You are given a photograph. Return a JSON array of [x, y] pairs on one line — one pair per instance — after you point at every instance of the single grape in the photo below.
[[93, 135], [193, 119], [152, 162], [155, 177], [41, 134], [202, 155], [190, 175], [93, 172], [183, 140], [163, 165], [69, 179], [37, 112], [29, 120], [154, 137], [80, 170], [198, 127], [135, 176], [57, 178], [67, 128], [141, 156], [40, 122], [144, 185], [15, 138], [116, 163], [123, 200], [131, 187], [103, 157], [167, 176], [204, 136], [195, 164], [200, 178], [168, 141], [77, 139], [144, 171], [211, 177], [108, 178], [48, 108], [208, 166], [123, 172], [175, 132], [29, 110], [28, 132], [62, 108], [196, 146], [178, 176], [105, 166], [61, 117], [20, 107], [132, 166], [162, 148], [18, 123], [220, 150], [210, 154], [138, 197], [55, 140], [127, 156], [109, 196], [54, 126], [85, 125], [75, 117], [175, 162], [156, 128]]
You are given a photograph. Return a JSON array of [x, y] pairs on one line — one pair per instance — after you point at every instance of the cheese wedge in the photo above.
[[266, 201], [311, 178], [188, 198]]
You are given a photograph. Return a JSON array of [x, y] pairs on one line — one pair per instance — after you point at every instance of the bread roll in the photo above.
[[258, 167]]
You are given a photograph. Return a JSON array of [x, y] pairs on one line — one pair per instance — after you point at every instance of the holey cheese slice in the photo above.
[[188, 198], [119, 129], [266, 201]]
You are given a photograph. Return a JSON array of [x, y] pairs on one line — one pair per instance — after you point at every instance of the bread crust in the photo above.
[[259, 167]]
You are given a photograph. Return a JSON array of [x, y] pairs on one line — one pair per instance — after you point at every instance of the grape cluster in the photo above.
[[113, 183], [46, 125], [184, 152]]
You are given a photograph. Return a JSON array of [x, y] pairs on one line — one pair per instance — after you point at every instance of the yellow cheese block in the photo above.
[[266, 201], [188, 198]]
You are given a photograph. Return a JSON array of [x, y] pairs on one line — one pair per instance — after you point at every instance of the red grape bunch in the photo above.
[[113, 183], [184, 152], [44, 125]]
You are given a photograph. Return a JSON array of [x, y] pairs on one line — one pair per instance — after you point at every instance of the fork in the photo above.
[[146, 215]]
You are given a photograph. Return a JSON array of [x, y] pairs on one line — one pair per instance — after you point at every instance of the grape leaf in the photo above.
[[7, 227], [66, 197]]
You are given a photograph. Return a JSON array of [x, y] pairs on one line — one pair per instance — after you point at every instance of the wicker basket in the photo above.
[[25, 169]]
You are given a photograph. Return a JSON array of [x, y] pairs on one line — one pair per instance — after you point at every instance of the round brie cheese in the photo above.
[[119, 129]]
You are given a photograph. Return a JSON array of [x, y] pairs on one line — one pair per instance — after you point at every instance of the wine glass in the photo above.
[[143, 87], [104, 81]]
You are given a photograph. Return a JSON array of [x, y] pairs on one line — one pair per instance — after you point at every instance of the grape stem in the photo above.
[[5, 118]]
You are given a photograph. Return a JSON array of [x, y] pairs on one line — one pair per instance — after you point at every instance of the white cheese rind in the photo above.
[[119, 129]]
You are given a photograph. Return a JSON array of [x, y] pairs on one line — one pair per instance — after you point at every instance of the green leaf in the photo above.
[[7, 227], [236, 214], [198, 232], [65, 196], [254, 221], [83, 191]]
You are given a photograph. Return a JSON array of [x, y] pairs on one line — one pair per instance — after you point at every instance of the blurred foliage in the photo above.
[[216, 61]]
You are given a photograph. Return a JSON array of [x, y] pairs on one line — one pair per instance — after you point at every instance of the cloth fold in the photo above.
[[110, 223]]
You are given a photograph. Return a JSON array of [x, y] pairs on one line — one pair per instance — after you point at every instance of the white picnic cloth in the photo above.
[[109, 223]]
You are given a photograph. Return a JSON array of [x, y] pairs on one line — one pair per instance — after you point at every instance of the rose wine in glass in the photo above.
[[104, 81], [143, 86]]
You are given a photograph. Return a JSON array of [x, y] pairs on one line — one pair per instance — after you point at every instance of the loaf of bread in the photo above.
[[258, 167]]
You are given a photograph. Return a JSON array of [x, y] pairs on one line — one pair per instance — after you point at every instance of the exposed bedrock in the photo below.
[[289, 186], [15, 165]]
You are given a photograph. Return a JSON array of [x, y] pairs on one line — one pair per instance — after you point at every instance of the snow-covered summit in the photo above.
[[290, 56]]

★ ★ ★ ★ ★ ★ ★

Rewrite the data as a numbered list, starting at the line with "foliage in the photo above." and running through the last line of the data, both included. Leave out blank lines.

1. You are given a photograph. Return a JSON array of [x, y] pairs on one line — one pair per instance — after you point at every instance of the blurred foliage in the photo above.
2. [[216, 61]]
3. You are given a photograph. Return a JSON array of [x, y] pairs on one line — one pair per instance — after you point at every instance of the cloth fold in the photo above.
4. [[110, 223]]
5. You are given a photograph. Return a JSON array of [x, y] pairs on one line — one pair per instance — after you point at every instance of the white picnic cloth in the photo above.
6. [[109, 223]]
7. You are given a photograph. Return a JSON array of [x, y] pairs on one line — one pair per instance — after you point at every instance of the rose wine in glass in the photo above.
8. [[104, 81], [143, 86]]
9. You are given a photograph. Return a JSON array of [x, y] pairs on one line — one pair per instance — after you point at every instance of the loaf of bread in the photo above.
10. [[258, 167]]
11. You are given a photograph. Return a JSON array of [x, y] pairs on one line — one pair per instance — after you point at every instance of the exposed bedrock in the photo below.
12. [[289, 186], [15, 165]]
13. You are given a photograph. Return a JSON array of [x, y] pairs on one line — one pair per instance — after you point at every instance of the snow-covered summit in the photo above.
14. [[290, 56]]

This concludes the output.